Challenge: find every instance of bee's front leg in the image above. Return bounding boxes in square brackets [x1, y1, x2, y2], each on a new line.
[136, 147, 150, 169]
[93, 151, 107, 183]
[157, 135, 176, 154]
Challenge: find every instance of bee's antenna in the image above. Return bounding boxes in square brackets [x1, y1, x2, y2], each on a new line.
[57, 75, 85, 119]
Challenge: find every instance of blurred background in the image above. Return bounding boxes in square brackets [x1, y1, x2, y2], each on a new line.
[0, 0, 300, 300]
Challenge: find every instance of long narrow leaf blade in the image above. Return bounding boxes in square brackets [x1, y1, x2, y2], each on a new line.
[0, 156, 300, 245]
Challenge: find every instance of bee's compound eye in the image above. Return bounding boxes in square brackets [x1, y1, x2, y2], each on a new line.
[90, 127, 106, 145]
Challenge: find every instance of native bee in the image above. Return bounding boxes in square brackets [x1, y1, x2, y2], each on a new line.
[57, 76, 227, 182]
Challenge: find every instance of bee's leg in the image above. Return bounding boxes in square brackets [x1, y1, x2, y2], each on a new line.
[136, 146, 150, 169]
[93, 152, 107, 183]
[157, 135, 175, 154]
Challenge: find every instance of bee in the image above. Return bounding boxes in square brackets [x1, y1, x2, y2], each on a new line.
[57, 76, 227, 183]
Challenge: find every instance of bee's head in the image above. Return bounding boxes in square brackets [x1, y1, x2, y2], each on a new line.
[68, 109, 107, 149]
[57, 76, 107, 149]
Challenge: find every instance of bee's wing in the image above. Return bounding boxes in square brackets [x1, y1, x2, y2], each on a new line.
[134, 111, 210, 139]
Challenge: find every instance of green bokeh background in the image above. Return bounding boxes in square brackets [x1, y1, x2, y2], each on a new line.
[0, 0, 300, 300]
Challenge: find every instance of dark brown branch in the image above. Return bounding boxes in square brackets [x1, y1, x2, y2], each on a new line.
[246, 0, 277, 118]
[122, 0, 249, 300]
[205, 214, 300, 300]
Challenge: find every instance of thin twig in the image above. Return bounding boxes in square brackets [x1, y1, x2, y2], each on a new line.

# # #

◆ TASK PROMPT
Each line above must be reproduced exactly as it stands.

◆ COMPLETE OUTPUT
Challenge: find every instance of bee's front leg in the image above. Return bounding boxes in square brackets [x1, y1, x2, y2], each on a new line.
[136, 147, 150, 169]
[93, 151, 107, 183]
[157, 135, 176, 154]
Challenge: find every instance of bee's antenna in the image above. Return bounding boxes in square brackets [x1, y1, x2, y2], each on a new line.
[57, 75, 85, 119]
Challenge: find every instance of blurred background in the image above. Return bounding boxes in square brackets [x1, y1, x2, y2], each on a new line.
[0, 0, 300, 300]
Challenge: find every instance of long narrow leaf blade in the image above. Return bounding boxes in square brackets [x1, y1, x2, y2], each on a new line.
[0, 156, 300, 245]
Challenge: find every instance of bee's compound eye in the image above. Return bounding boxes in square brackets [x1, y1, x2, y2], each on a new line.
[90, 127, 106, 145]
Challenge: find every instance of native bee in the image above. Return bounding boxes in square brackets [x1, y1, x2, y2], each on a new line.
[57, 76, 227, 182]
Challenge: find every instance of bee's leg in the image above. Return bounding boxes in square brackets [x1, y1, x2, y2], each on a new line.
[136, 146, 150, 169]
[93, 152, 107, 183]
[157, 135, 175, 154]
Challenge: find every instance of bee in the image above. Return bounding boxes in square brackets [x1, y1, x2, y2], each on a new line.
[57, 76, 227, 183]
Challenge: find every instance of bee's head in the image above. Return bounding boxes in square brackets [x1, y1, x2, y2], each on a new line.
[68, 109, 107, 149]
[57, 76, 107, 149]
Challenge: find every instance of bee's wing in the image above. Return bounding boxes in square brackets [x1, y1, x2, y2], each on a new line.
[134, 111, 210, 139]
Challenge: find every instance of green bokeh background in the image above. Return bounding boxes in square brackets [x1, y1, x2, y2], each on a new line.
[0, 0, 300, 300]
Challenge: find every instance of dark brown branch in the image above. Return bounding boxes in square brackets [x1, y1, x2, y2], each on a new line.
[246, 0, 277, 118]
[122, 0, 249, 300]
[205, 214, 300, 300]
Challenge: find every instance of thin twig in the image above. Return bounding boxes in square brackets [x1, y1, x2, y2], each on a new line.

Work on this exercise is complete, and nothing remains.